Task prompt: Find every line in the records below that contains the word "small", and copy each of those lines.

Excerpted records:
## Start
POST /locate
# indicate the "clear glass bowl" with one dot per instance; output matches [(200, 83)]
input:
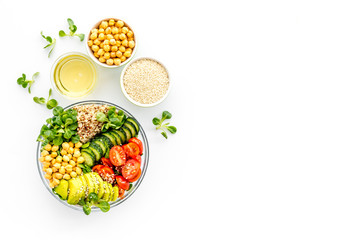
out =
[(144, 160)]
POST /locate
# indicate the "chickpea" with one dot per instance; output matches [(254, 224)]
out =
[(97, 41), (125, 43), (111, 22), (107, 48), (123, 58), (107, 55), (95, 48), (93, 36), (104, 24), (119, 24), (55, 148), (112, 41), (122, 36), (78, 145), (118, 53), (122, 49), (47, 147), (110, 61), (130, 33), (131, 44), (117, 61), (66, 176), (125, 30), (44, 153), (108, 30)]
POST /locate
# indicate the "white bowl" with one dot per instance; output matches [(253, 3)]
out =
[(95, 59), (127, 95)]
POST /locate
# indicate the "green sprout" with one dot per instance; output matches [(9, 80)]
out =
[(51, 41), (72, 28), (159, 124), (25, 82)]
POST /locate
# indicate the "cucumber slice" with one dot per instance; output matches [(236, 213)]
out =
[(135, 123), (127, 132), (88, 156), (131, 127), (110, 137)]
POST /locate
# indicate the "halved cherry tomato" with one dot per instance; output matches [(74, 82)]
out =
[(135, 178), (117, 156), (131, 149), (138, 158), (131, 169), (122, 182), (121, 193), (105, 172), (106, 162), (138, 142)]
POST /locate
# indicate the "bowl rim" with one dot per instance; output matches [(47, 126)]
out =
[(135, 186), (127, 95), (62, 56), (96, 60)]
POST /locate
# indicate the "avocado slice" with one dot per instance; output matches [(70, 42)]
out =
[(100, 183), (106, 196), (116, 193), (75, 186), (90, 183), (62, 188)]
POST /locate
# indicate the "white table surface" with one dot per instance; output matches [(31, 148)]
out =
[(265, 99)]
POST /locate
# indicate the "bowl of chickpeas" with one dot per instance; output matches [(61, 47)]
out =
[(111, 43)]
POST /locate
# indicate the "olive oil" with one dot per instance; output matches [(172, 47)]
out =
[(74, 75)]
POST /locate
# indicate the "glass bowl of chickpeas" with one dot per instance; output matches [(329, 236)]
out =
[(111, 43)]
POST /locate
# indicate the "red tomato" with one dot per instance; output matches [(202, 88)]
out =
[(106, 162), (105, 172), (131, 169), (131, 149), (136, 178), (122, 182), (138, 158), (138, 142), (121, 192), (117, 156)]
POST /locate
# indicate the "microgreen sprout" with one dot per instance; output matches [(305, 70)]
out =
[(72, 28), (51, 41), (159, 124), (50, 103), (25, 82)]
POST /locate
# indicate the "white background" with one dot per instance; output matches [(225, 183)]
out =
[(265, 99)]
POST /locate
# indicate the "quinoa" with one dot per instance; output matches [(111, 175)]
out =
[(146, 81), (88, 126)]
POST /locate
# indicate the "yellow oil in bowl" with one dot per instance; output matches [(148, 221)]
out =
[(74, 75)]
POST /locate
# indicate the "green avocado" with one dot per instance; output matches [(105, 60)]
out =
## End
## Start
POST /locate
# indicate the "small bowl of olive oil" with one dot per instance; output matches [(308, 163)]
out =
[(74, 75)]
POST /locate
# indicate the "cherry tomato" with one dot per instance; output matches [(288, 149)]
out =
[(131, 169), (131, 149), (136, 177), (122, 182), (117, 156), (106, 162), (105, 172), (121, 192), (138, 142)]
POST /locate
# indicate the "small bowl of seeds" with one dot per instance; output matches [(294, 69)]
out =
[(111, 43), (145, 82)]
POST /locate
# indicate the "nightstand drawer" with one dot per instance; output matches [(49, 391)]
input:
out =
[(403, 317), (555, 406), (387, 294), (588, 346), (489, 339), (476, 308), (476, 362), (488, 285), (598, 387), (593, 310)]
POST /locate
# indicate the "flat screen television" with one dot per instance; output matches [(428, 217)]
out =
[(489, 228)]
## End
## Start
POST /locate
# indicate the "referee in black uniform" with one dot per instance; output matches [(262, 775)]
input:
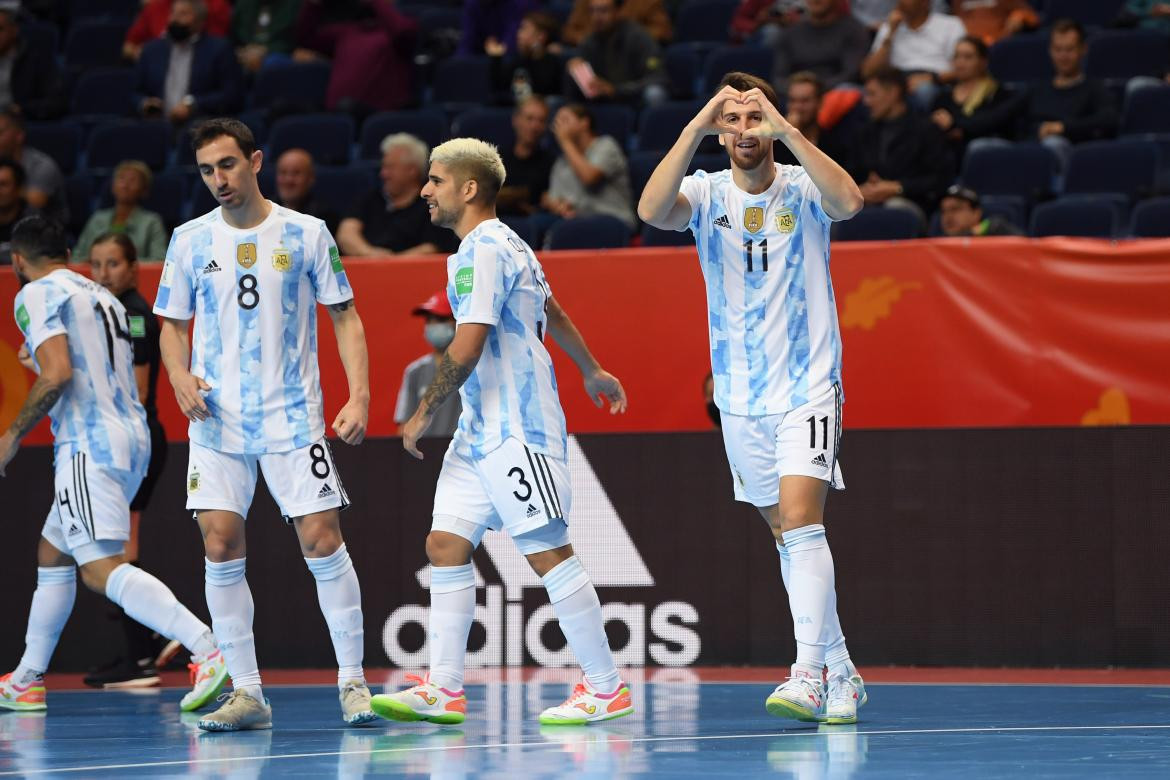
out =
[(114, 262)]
## End
Solution for this problem:
# indicate the "small bowl of olive oil" with one dot per instance; output matches [(308, 163)]
# indicate the "small bowl of seeds" with one dot per instance; output matches [(294, 69)]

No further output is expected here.